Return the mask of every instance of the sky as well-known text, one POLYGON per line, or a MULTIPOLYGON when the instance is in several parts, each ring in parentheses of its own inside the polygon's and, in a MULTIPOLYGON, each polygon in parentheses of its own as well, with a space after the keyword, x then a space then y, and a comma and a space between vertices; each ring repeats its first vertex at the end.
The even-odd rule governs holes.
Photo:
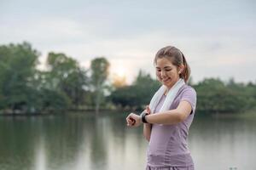
POLYGON ((0 0, 0 45, 26 41, 64 53, 88 69, 104 56, 111 76, 131 83, 141 69, 155 78, 156 52, 179 48, 193 82, 256 82, 254 0, 0 0))

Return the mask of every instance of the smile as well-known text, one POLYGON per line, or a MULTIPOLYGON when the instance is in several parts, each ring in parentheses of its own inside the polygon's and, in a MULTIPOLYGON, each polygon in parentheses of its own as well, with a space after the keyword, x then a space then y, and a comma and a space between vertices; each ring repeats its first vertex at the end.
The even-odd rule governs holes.
POLYGON ((163 82, 167 82, 170 78, 162 79, 163 82))

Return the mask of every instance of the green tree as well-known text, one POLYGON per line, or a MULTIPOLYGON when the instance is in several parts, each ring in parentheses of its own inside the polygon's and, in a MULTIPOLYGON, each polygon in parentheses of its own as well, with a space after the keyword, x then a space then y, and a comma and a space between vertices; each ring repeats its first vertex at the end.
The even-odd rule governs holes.
POLYGON ((109 65, 109 62, 104 57, 96 58, 90 63, 90 88, 94 94, 96 113, 99 112, 100 105, 104 99, 104 91, 108 89, 106 82, 109 65))
POLYGON ((37 107, 38 92, 30 84, 38 56, 39 53, 26 42, 0 46, 1 109, 30 111, 37 107))
POLYGON ((47 65, 46 87, 65 94, 76 108, 84 104, 88 77, 79 63, 64 54, 49 53, 47 65))
POLYGON ((142 110, 148 105, 160 83, 152 79, 149 74, 140 71, 134 82, 130 86, 117 88, 110 99, 114 105, 142 110))

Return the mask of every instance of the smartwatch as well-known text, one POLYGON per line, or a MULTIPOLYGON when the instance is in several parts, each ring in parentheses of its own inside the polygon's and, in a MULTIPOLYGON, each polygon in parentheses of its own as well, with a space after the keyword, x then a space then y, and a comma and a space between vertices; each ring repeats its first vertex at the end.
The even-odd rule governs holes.
POLYGON ((146 120, 146 116, 147 116, 147 115, 148 115, 148 113, 147 113, 147 112, 143 112, 143 113, 142 113, 142 121, 143 121, 143 123, 148 123, 148 122, 147 122, 147 120, 146 120))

__________________________________________________

**REQUIRED WORK**
Write out the data above verbatim, omitting the picture.

**THE RESULT**
Return the mask of every instance of the sky as well-known text, one POLYGON per line, or a MULTIPOLYGON when the instance is in several parts, each ring in parentheses of its own inside the polygon's and, in a MULTIPOLYGON, each polygon in parentheses of its own as well, with a space after the keyword, x then a space then y, and a comma and a space between vertices; each ring repeats its first vertex at the end.
The even-odd rule governs holes.
Photo:
POLYGON ((0 0, 0 45, 26 41, 64 53, 88 69, 104 56, 111 76, 131 83, 141 69, 155 78, 156 52, 179 48, 193 82, 256 82, 254 0, 0 0))

Return the mask of every instance of the smile as well-known text, one POLYGON per line, or a MULTIPOLYGON when the instance is in several parts, each ring in parentheses of its own inside the polygon's and, in a MULTIPOLYGON, each polygon in parentheses of its own as well, with a space after the keyword, x then a space then y, and a comma and a space between vertices; each ring repeats its first vertex at the end.
The even-odd rule governs holes.
POLYGON ((163 82, 167 82, 170 78, 162 79, 163 82))

Return the mask of every instance of the green tree as well-known text, one POLYGON per line, or a MULTIPOLYGON when the instance is in several parts, each ring in parentheses of its own inside the polygon's and, in a MULTIPOLYGON, each polygon in parentheses of its own as well, with a space after the keyword, x then a space then y, and a comma and a space between vertices; each ring repeats its first vertex at the end.
The even-odd rule governs holes.
POLYGON ((109 65, 109 62, 104 57, 96 58, 90 63, 90 88, 94 94, 96 113, 99 112, 100 105, 104 99, 104 91, 108 89, 106 82, 109 65))
POLYGON ((37 107, 38 92, 30 84, 38 56, 39 53, 26 42, 0 46, 1 109, 30 111, 37 107))
POLYGON ((47 65, 46 87, 65 94, 76 108, 84 104, 88 77, 79 63, 64 54, 49 53, 47 65))
POLYGON ((142 110, 148 105, 160 83, 152 79, 149 74, 140 71, 134 82, 130 86, 117 88, 110 99, 114 105, 142 110))

Return the mask of every instance of the smartwatch as well-known text, one POLYGON per line, or a MULTIPOLYGON when the instance is in several parts, each ring in parentheses of its own inside the polygon's and, in a MULTIPOLYGON, each polygon in parentheses of its own as well, with a space after the keyword, x then a space then y, and a comma and a space between vertices; each ring repeats its first vertex at the end.
The even-odd rule governs holes.
POLYGON ((146 120, 146 116, 147 116, 147 115, 148 115, 148 113, 147 113, 147 112, 143 112, 143 113, 142 113, 142 121, 143 121, 143 123, 148 123, 148 122, 147 122, 147 120, 146 120))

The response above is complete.